**TEXT SEGMENT**
=-=-=
Originally posted Tuesday, July 2, 2019 by RODNEY HO/rho@ajc.com on his AJC Radio & TV Talk blog
The casement and door of the Tara plantation featured in the 1939 classic film “Gone With the Wind” was auctioned to an unnamed buyer for $120,000 last week.
This tripled the starting bid of $40,000.
Profiles in History, which specializes in Hollywood memorabilia, auctioned the door in Los Angeles.
The buyer chose to remain anonymous, a spokesman for Profiles in History said.
The door has been featured at the Margaret Mitchell House museum in Midtown Atlanta the past 20 years. The Atlanta History Center, which owns the Margaret Mitchell House, said it was outbid. "We were disappointed the price exceeded our highest reasonable expectation," said History Center spokesman Howard Pousner.
Betty Talmadge, wife of the late Sen. and Gov. Herman Talmadge, purchased the door for $5,000 in 1979 and spent $8,000 to restore it in 1989. She loaned the door to the museum in 1996 for a special History Center "Gone With the Wind" exhibit before it was moved to a space on the Margaret Mitchell property. Betty Talmadge died in 2005.
=-=-=
**WHAT YOU NEED TO DO**
**A.** In the Tara door article, rewrite everything from "This tripled the" down to "in History said.", swapping "buyer" for "bidder".
**B.** Carry on the article about the Tara door auction past its final sentence.

**INFORMATION SHOWN**
=-=-=
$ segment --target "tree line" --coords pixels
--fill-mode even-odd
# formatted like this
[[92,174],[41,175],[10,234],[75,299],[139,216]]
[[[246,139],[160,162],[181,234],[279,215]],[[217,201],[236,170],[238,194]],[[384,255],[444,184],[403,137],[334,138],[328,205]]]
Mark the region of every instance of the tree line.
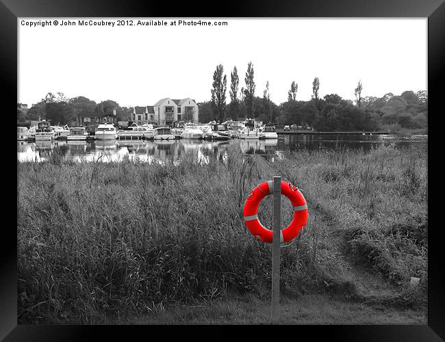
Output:
[[44,98],[33,105],[29,109],[23,109],[17,106],[17,121],[23,122],[29,120],[50,120],[52,124],[75,125],[77,117],[93,117],[112,115],[116,110],[118,120],[130,120],[133,107],[120,107],[112,100],[106,100],[97,103],[84,96],[66,97],[64,93],[55,94],[49,92]]
[[[253,118],[263,122],[280,125],[309,126],[319,131],[378,131],[392,127],[425,128],[428,122],[428,93],[407,90],[400,95],[389,92],[381,97],[362,96],[364,85],[359,81],[353,90],[355,101],[342,98],[337,94],[319,96],[320,81],[315,77],[312,95],[309,101],[298,99],[298,84],[292,81],[288,101],[277,105],[271,100],[267,81],[262,97],[256,96],[253,65],[250,62],[244,75],[244,85],[240,88],[236,66],[230,73],[227,103],[227,77],[222,64],[213,75],[211,100],[199,103],[199,121],[208,122],[228,119]],[[351,94],[353,92],[351,91]],[[116,109],[118,120],[131,120],[133,107],[120,107],[112,100],[97,103],[84,96],[67,98],[63,93],[49,92],[44,98],[29,109],[18,105],[17,120],[51,120],[53,124],[75,124],[78,116],[111,114]]]
[[315,77],[310,100],[298,100],[298,85],[292,81],[288,92],[288,101],[277,105],[270,99],[268,81],[262,98],[255,96],[254,75],[253,65],[250,62],[244,77],[245,87],[239,90],[240,77],[236,66],[233,67],[230,73],[230,103],[227,104],[227,78],[223,66],[217,66],[213,75],[211,100],[198,103],[200,121],[223,122],[247,117],[281,125],[307,125],[320,131],[377,131],[392,127],[416,129],[427,125],[426,90],[407,90],[400,95],[390,92],[381,97],[363,97],[364,85],[360,80],[353,90],[355,101],[342,98],[337,94],[320,98],[320,81]]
=-=-=
**ANSWERS PROVIDED**
**A.**
This tripled the starting bid of $40,000.
Profiles in History, which specializes in Hollywood memorabilia, auctioned the door in Los Angeles.
The bidder chose to remain anonymous, a spokesman for Profiles in History said.

**B.**
Betty's son Gene Talmadge Jr. , whose name is on the plaque, died in 2014. He filed for Chapter 11 bankruptcy protection the year he died and assets are still being sold off five years later. In January, 2019, the U.S. Bankruptcy Court of the Northern District of Georgia approved the sale of the Tara door in court documents.
Credit: From the book "Making of Gone With the Wind"
Credit: From the book "Making of Gone With the Wind"
A separate lot of set pieces from the movie such as windows, shutters, doors, porch posts and railings were also put up for auction at a starting bid $15,000. They were purchased for $42,000.